- PROBLEM REQUIREMENTS -
Both ends included, set down the lines from the line containing "Return one point per instance of the small" through the last line of the records below, without pictures.

[Records from a data source]
┄┄┄┄┄┄

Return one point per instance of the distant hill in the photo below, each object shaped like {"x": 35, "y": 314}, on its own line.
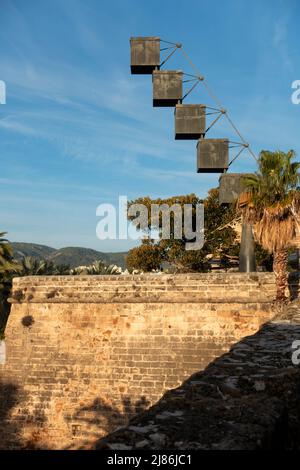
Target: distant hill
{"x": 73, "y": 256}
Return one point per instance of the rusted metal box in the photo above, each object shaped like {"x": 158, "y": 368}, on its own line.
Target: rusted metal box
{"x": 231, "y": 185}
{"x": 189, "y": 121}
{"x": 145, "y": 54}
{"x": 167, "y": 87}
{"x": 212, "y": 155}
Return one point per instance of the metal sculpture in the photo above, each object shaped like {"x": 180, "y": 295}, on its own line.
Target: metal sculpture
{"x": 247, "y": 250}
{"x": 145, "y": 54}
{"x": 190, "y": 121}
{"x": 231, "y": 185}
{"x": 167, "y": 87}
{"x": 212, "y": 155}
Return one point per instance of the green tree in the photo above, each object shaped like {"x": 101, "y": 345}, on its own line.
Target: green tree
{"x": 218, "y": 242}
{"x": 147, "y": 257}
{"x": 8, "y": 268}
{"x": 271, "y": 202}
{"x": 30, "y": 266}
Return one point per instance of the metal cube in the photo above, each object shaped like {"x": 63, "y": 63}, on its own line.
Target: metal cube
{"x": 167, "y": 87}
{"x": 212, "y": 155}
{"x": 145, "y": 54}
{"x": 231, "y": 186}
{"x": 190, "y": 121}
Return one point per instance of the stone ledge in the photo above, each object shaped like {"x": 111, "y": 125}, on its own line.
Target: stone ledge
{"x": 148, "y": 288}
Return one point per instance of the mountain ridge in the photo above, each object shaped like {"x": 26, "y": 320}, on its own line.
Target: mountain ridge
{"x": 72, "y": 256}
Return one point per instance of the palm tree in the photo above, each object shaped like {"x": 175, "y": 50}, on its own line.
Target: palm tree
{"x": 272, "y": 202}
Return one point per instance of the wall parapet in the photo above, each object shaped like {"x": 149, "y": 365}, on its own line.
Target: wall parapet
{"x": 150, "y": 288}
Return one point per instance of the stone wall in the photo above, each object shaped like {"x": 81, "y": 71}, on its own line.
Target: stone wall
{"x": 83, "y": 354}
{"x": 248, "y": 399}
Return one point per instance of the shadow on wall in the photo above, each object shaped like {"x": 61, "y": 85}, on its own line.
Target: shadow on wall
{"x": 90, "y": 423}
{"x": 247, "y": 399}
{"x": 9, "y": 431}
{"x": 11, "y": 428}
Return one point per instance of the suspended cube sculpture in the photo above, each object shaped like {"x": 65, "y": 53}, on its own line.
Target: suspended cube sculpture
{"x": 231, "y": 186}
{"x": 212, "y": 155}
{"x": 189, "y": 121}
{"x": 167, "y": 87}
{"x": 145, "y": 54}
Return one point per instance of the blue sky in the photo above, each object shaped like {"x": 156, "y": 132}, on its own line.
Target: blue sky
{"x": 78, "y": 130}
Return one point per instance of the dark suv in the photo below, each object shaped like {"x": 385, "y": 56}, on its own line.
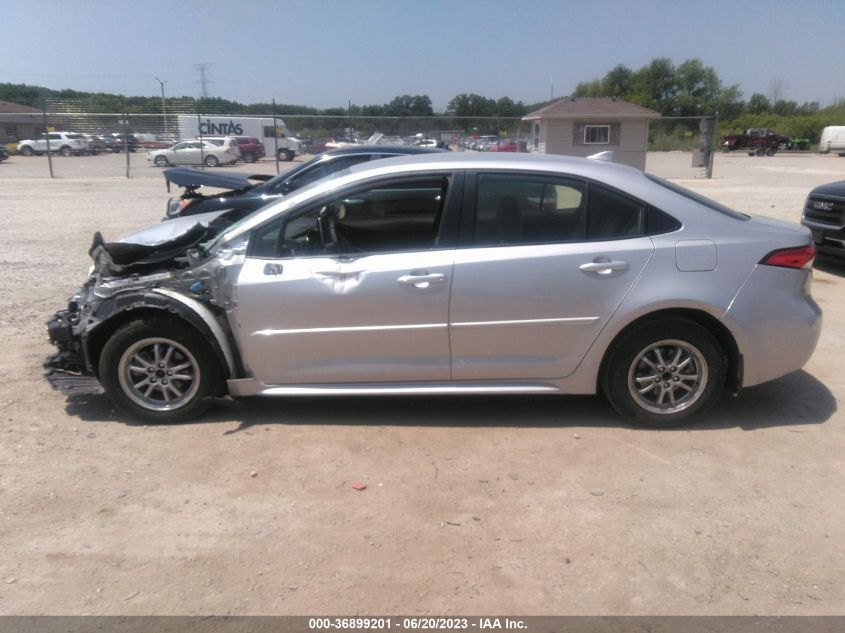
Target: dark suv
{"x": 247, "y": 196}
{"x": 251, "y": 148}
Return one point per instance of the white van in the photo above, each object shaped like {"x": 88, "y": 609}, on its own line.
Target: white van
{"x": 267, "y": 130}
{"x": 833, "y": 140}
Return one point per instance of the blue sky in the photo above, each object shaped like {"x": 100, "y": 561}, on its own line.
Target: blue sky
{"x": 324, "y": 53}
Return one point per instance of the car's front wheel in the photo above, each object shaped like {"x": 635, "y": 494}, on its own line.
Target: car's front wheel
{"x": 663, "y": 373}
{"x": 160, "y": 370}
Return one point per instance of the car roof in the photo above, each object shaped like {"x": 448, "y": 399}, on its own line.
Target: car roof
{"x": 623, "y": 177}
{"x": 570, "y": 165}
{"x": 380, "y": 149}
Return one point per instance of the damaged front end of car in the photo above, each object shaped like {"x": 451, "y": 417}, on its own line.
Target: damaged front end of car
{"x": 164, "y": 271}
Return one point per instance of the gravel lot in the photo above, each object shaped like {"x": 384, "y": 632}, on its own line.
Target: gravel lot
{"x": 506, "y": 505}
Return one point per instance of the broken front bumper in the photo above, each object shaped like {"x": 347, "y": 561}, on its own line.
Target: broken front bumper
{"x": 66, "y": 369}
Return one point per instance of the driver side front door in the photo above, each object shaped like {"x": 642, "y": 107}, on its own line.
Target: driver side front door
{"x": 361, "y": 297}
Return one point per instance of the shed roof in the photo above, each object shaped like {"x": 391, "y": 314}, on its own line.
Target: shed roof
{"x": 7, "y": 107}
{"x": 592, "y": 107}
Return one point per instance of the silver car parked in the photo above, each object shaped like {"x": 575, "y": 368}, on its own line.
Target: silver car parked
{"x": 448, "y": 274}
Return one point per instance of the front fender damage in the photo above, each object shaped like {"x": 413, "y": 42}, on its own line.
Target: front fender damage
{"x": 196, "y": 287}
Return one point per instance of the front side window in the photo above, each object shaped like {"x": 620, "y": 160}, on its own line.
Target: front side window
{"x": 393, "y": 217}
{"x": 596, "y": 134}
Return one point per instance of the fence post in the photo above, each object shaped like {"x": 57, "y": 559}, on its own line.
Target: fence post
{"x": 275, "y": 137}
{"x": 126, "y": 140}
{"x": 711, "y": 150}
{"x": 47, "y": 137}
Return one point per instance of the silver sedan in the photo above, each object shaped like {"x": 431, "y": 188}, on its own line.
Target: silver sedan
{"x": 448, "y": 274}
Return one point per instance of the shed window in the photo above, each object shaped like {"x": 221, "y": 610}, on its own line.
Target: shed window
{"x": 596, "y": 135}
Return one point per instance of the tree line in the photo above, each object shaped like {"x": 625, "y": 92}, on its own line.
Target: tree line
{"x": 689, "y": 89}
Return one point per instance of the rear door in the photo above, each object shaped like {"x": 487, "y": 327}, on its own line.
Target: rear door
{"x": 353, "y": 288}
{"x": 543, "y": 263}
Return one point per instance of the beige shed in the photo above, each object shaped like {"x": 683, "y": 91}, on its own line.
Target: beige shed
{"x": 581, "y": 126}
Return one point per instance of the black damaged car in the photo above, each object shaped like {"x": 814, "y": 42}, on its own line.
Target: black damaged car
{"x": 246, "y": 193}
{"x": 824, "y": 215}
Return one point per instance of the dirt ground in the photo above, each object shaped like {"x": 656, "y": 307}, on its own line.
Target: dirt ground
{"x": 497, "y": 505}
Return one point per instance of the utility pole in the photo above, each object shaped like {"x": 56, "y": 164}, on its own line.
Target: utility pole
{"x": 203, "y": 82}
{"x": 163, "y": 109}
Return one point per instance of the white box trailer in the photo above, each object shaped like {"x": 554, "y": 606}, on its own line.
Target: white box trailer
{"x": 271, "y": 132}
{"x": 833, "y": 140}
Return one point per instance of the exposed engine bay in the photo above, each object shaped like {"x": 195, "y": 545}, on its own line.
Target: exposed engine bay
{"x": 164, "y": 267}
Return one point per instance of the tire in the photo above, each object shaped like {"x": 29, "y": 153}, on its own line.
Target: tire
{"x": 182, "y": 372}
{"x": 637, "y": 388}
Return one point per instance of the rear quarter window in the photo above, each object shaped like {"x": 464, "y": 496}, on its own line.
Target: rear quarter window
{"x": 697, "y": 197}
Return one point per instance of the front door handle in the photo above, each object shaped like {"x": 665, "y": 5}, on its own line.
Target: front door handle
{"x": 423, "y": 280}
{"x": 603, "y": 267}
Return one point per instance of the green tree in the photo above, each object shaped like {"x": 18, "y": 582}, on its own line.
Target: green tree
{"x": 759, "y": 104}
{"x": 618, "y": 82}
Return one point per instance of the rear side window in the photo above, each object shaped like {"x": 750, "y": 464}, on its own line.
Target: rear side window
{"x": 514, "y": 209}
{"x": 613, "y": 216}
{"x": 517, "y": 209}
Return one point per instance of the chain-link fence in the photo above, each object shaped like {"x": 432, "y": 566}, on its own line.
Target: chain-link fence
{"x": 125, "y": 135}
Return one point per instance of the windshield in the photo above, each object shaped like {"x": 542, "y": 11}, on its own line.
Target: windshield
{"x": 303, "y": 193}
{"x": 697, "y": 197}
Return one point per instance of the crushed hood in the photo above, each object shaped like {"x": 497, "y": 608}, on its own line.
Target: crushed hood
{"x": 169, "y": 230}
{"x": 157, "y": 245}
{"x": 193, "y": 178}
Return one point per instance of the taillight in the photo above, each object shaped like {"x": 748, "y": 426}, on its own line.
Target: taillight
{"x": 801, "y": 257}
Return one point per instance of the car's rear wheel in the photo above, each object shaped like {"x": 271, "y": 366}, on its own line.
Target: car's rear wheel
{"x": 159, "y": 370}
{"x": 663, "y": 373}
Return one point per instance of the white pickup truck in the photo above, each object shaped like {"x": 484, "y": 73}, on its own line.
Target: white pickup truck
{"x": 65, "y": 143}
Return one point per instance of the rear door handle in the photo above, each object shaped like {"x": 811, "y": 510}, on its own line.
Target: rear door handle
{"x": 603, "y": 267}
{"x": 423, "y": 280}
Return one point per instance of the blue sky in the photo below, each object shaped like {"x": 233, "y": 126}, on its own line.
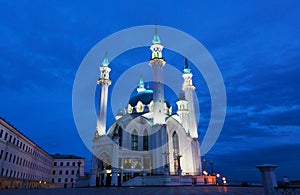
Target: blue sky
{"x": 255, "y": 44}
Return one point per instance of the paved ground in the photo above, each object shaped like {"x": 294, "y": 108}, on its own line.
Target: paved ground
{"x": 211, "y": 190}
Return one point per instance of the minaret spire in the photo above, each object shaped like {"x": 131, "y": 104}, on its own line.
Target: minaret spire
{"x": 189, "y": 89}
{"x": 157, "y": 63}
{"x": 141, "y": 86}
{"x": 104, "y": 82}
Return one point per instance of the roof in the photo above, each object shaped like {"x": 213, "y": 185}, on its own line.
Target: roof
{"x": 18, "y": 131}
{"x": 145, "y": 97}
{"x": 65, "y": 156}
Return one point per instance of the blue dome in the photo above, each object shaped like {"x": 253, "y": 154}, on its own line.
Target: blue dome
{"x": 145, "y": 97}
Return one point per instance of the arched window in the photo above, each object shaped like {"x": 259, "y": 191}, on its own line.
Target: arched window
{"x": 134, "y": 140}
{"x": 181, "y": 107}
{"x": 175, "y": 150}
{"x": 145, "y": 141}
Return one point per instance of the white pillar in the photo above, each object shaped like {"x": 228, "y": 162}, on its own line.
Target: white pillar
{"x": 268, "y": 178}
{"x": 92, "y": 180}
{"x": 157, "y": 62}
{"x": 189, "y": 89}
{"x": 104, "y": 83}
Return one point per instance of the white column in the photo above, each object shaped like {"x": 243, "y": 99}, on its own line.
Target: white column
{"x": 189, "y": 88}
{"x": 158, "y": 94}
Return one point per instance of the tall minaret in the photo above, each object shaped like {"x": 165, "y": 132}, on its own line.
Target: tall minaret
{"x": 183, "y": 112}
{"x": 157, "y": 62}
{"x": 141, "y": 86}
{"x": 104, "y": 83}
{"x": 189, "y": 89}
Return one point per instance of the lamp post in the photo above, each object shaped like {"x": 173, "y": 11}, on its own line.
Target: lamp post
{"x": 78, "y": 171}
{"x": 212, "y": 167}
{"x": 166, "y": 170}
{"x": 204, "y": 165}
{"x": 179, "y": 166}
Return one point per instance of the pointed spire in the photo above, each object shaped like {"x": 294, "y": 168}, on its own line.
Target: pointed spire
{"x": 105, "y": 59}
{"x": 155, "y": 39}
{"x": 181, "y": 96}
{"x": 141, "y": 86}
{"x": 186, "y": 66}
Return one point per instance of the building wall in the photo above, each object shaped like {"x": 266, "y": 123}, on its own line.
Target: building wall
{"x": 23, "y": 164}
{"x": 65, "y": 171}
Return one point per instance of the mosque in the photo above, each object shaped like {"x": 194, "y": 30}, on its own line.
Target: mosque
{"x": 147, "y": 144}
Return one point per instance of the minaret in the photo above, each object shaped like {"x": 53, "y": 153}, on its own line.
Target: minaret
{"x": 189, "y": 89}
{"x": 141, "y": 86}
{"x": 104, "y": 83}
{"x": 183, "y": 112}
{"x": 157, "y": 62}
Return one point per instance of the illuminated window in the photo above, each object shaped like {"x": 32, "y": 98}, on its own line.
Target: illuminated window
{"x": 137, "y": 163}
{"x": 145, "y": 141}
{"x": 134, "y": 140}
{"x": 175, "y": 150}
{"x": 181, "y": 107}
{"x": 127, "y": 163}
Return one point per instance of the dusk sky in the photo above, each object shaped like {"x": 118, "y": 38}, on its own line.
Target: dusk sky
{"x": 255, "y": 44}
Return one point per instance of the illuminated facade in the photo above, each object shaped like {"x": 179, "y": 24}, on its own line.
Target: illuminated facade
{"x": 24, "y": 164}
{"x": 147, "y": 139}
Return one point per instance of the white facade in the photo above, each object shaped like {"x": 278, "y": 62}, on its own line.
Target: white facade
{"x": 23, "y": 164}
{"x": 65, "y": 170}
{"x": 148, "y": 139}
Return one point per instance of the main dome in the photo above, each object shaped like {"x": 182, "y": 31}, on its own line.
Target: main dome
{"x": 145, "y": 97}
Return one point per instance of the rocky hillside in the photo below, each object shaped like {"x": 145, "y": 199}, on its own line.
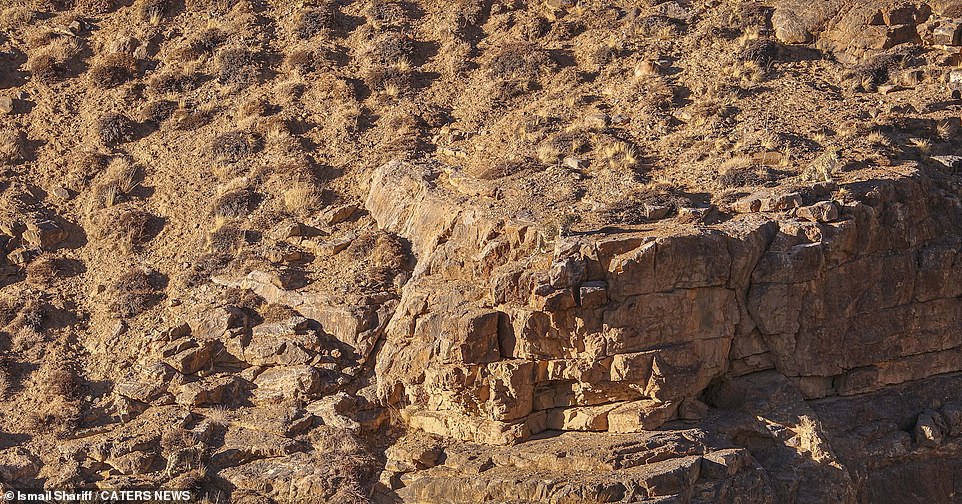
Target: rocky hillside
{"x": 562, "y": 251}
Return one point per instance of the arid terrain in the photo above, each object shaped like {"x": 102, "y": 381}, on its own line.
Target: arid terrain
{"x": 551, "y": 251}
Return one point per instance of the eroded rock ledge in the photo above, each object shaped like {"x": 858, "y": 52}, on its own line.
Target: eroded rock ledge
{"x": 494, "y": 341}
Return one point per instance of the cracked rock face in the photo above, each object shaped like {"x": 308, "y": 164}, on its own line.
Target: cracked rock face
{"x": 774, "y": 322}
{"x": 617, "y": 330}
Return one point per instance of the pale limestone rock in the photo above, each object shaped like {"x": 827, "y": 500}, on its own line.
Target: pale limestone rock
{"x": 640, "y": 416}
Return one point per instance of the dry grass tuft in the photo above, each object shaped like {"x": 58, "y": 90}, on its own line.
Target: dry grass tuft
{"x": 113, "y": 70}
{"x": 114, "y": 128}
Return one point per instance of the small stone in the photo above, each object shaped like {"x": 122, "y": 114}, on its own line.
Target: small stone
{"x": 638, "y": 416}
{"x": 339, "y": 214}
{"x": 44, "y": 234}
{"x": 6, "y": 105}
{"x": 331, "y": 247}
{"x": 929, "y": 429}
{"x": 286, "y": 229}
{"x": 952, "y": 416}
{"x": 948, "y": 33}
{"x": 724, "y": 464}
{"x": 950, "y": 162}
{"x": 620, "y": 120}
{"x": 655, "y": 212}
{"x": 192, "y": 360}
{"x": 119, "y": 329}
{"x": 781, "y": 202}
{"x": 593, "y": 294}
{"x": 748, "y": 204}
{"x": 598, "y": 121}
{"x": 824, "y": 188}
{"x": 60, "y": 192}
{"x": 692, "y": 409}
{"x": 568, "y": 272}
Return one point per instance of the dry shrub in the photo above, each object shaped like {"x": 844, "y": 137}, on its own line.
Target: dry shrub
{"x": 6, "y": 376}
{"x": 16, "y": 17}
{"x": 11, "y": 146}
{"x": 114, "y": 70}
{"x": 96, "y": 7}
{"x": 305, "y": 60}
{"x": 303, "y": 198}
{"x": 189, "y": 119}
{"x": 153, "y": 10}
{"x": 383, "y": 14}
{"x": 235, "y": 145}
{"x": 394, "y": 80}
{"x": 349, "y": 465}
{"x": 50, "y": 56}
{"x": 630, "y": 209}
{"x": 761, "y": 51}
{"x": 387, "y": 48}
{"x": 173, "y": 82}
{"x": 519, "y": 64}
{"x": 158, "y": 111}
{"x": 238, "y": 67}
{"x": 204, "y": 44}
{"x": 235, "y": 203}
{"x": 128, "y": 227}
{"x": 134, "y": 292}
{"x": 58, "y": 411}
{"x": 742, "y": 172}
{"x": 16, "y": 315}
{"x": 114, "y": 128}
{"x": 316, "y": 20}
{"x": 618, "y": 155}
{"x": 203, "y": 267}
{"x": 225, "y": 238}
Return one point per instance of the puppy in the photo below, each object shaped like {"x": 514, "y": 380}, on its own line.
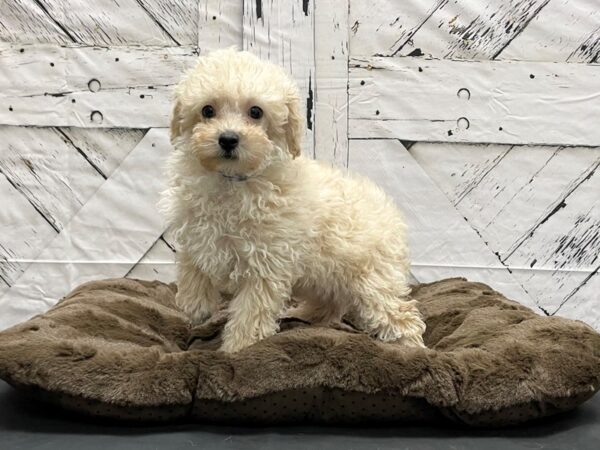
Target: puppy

┄┄┄┄┄┄

- ANSWER IN FULL -
Return one point per instance of the small stone in the photo above, each object shaped like {"x": 122, "y": 114}, on its own line.
Target: small stone
{"x": 638, "y": 416}
{"x": 339, "y": 214}
{"x": 44, "y": 234}
{"x": 6, "y": 105}
{"x": 331, "y": 247}
{"x": 929, "y": 429}
{"x": 286, "y": 229}
{"x": 952, "y": 416}
{"x": 948, "y": 33}
{"x": 724, "y": 464}
{"x": 950, "y": 162}
{"x": 620, "y": 120}
{"x": 655, "y": 212}
{"x": 192, "y": 360}
{"x": 119, "y": 329}
{"x": 781, "y": 202}
{"x": 593, "y": 294}
{"x": 748, "y": 204}
{"x": 598, "y": 121}
{"x": 824, "y": 188}
{"x": 60, "y": 192}
{"x": 692, "y": 409}
{"x": 568, "y": 272}
Return one point per instance of the dry shrub in the photo above, each object shaped like {"x": 844, "y": 137}, on its own line.
Target: dry shrub
{"x": 6, "y": 376}
{"x": 16, "y": 17}
{"x": 11, "y": 146}
{"x": 114, "y": 70}
{"x": 96, "y": 7}
{"x": 305, "y": 60}
{"x": 303, "y": 198}
{"x": 189, "y": 119}
{"x": 153, "y": 10}
{"x": 383, "y": 14}
{"x": 235, "y": 145}
{"x": 394, "y": 80}
{"x": 349, "y": 465}
{"x": 50, "y": 56}
{"x": 630, "y": 209}
{"x": 761, "y": 51}
{"x": 387, "y": 48}
{"x": 173, "y": 82}
{"x": 519, "y": 64}
{"x": 158, "y": 111}
{"x": 238, "y": 67}
{"x": 204, "y": 44}
{"x": 235, "y": 203}
{"x": 128, "y": 227}
{"x": 134, "y": 292}
{"x": 58, "y": 411}
{"x": 742, "y": 172}
{"x": 16, "y": 315}
{"x": 114, "y": 128}
{"x": 316, "y": 20}
{"x": 618, "y": 155}
{"x": 203, "y": 267}
{"x": 225, "y": 238}
Return one point per instance of the puppy in the photo below, each object shaped like {"x": 514, "y": 380}, on its own line.
Target: puppy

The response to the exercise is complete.